▶ **Passage provided**:
──────────

The third wave (1960s and 1970s): The emergence of new ‘social action’ associations, which were involved in urban regeneration and received state funding, exemplified by the Housing Act 1974.

The fourth wave (1980s onward): The creation of Registered Social Landlords (RSLs) following the stock transfer from local authorities as per the Housing Act 1988.

These waves are reflective of the economic cycle, which impinges on non-profit as well as for-profit organisations (Van Bortel et al., 2010). In the case of housing associations, large-scale changes to their organisational structure can be seen as transformational. Rafferty and Griffin (2006) described transformational change as a significant shift in the basic aspects of an organisation. They argue that transformational change affects ‘core systems, traditional ways of working, values, structure and strategy’ in an organisation (p. 1155). A number of housing associations have gone through such transformational change, according to their websites, including: Gateway Housing Association (London), Knightstone Housing Association (Weston-Super-Mare), Orbit Group (Coventry), Sadeh Lok Housing Group (Yorkshire and Humber), St Vincent’s Housing Association (Manchester) and Glasgow Housing Association (Glasgow). Wilcox and Perry (2013) highlight the need for transformational change for housing associations to meet the challenges posed by welfare reforms, economic austerity, changes in government policy and financial pressures.

Because of their significant effect on systems, structures and strategies, the mergers of housing associations can be classified as transformational changes. Mergers between housing associations appear to be a common phenomenon. Merrick (2005) observed that in 2005 a large number of housing associations were seeking rule changes to allow them to merge or set up new groups. Following a series of mergers, 95 per cent of the social housing stock is managed by the largest 390 housing associations (Gulliver et al., 2011).

The motives for housing association mergers, according to Merrick (2005), include gaining economies of scale and the ability to influence the national housing agenda by virtue of size. Therefore, the size of housing associations is an important factor in: lobbying and influencing the policy agenda; cost savings; and remaining competitive in a new era. Organic expansions take years, while mergers seem to offer a quick route to obtaining the desired volume and weight.

Housing associations reflect a unique context owing to their constitutional status. Mullins (2010, p. 49) suggests that housing associations could be regarded as the ‘distinct uncle’ of the third sector in England, because of their experience of forty years of capacity building, struggles around combining public sector delivery while preserving some independence and shifting from charity to social entrepreneurial models. The housing departments of local councils were funded by the tax payers, led by elected councillors and managed by civil servants. In their journey of transition, housing departments were set up as Arm’s Length Management Organisations (ALMOs) to provide housing services on behalf of the local councils. These ALMOs were not-for-profit organisations, fully owned by the local councils and operated under the terms of management agreement. However, later on housing associations became independent of the local councils. Housing associations now have diverse boards of directors and some are raising funds on the open market through the issue of bonds, although grant funding from the government remains an important source of finance. This hybrid financial model places housing associations squarely between the state and the market (Mullins, 2010). Therefore, literature on coaching and mentoring in the public and private sectors will be included in the next chapter.

──────────

▶ **Dataset excerpts**:
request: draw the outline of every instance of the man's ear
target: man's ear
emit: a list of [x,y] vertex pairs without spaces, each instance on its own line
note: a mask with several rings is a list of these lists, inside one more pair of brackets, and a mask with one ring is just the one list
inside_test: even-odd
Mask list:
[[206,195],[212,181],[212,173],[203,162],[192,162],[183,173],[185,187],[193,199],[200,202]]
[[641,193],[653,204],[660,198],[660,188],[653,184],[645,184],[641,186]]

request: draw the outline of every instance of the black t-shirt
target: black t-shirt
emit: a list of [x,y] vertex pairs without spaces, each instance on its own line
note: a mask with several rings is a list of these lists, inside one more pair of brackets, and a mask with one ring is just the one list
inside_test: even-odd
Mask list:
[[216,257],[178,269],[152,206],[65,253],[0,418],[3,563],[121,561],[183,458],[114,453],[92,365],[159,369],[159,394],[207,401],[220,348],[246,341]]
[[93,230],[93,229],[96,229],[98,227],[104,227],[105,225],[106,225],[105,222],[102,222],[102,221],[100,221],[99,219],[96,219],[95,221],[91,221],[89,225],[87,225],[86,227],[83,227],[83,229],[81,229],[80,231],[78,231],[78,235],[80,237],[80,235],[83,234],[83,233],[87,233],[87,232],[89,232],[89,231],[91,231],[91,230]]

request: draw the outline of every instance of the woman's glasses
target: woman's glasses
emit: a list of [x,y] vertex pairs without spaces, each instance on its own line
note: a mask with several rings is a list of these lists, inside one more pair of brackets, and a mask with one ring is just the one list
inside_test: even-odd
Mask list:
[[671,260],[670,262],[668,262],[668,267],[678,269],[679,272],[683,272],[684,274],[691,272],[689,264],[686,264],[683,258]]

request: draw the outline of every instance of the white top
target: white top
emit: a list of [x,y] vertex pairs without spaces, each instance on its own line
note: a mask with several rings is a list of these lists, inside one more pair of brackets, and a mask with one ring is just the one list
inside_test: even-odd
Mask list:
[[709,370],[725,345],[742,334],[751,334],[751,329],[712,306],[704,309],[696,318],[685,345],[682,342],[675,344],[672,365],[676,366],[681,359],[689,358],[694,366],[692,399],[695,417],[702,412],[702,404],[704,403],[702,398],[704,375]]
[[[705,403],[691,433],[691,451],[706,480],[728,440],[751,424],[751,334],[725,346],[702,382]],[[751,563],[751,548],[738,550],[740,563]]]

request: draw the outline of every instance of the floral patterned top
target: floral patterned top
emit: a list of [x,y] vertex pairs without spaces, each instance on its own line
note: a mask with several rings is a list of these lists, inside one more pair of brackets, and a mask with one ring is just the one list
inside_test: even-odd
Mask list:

──────────

▶ **Directions**: Reproduce word for word the part of the housing associations text that opens with the words containing "Because of their significant" and closes with "et al., 2011).". The lines were drawn from a different source than the text.

▶ **Task answer**:
Because of their significant effect on systems, structures and strategies, the mergers of housing associations can be classified as transformational changes. Mergers between housing associations appear to be a common phenomenon. Merrick (2005) observed that in 2005 a large number of housing associations were seeking rule changes to allow them to merge or set up new groups. Following a series of mergers, 95 per cent of the social housing stock is managed by the largest 390 housing associations (Gulliver et al., 2011).